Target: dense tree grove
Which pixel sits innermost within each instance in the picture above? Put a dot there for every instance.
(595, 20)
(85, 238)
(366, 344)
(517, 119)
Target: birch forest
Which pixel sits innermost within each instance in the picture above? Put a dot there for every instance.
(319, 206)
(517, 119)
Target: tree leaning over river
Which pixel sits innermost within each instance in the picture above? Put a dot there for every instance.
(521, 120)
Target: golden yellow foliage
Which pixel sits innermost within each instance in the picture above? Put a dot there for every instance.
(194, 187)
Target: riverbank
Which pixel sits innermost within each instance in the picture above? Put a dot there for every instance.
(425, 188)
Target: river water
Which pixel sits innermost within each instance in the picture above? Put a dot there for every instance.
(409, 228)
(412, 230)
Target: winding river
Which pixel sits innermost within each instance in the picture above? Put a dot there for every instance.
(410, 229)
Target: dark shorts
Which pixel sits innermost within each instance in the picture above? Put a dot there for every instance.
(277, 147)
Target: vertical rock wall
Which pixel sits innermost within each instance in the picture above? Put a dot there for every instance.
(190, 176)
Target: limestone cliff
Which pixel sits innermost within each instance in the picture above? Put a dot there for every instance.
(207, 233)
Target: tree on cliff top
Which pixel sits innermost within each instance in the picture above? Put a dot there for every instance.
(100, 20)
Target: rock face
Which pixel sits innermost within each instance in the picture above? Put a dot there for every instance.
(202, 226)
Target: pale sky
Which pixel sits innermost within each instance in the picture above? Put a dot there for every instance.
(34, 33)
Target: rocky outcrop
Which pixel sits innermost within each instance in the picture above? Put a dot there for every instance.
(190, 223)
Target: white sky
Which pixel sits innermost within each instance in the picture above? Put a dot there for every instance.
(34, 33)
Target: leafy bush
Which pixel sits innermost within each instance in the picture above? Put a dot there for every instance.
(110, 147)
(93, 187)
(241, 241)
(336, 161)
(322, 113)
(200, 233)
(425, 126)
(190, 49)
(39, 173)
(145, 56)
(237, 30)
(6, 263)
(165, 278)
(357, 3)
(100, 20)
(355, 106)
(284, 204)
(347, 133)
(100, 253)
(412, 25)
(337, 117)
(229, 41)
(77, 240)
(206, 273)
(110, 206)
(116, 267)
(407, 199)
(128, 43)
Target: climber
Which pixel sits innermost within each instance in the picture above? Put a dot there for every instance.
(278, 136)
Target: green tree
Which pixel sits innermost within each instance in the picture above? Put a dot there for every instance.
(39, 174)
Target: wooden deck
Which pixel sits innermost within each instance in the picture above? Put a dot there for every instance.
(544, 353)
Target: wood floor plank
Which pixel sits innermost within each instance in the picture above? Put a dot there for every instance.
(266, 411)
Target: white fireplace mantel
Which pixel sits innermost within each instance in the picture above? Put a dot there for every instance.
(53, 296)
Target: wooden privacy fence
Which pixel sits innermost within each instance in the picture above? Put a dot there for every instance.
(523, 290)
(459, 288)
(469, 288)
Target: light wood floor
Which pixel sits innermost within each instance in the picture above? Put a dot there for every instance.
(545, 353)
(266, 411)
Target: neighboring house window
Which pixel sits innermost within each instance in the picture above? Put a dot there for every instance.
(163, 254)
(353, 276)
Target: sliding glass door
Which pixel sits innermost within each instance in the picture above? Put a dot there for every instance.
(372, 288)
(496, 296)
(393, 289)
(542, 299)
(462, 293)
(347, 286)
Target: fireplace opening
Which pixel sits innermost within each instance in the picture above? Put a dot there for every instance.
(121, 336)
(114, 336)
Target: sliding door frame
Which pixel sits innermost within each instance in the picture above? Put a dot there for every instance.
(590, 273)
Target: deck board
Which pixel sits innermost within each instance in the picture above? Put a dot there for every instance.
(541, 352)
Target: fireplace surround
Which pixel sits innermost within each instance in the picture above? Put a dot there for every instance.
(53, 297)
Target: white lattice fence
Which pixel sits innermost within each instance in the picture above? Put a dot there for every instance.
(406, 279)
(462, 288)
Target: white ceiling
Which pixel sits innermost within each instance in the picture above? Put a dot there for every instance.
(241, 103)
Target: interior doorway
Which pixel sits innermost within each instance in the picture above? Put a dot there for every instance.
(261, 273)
======
• Required action
There is a run of lines above from the one with "Target: leafy bush" to the one with "Target: wood floor plank"; print exactly that run, both ends included, and nothing else.

• Task result
Target: leafy bush
Which pixel sits innermost within each instance in the picture above? Put a dot there for every instance.
(110, 147)
(93, 187)
(241, 241)
(336, 161)
(322, 113)
(200, 233)
(425, 126)
(190, 49)
(39, 173)
(145, 56)
(237, 30)
(6, 263)
(165, 278)
(357, 3)
(100, 20)
(355, 106)
(284, 204)
(347, 133)
(100, 253)
(412, 25)
(337, 117)
(229, 41)
(77, 240)
(206, 273)
(110, 206)
(116, 267)
(407, 199)
(128, 43)
Target: climber
Which pixel sits innermost within each instance in the picture above? Put a dot there for every instance.
(278, 136)
Target: green tree
Which pixel sits innermost within each instance in the picture above? Put a dot there for every instance.
(39, 174)
Target: wooden deck
Which pixel sits innermost within each instance in the picture above? Put a dot there for every instance.
(544, 353)
Target: wood floor plank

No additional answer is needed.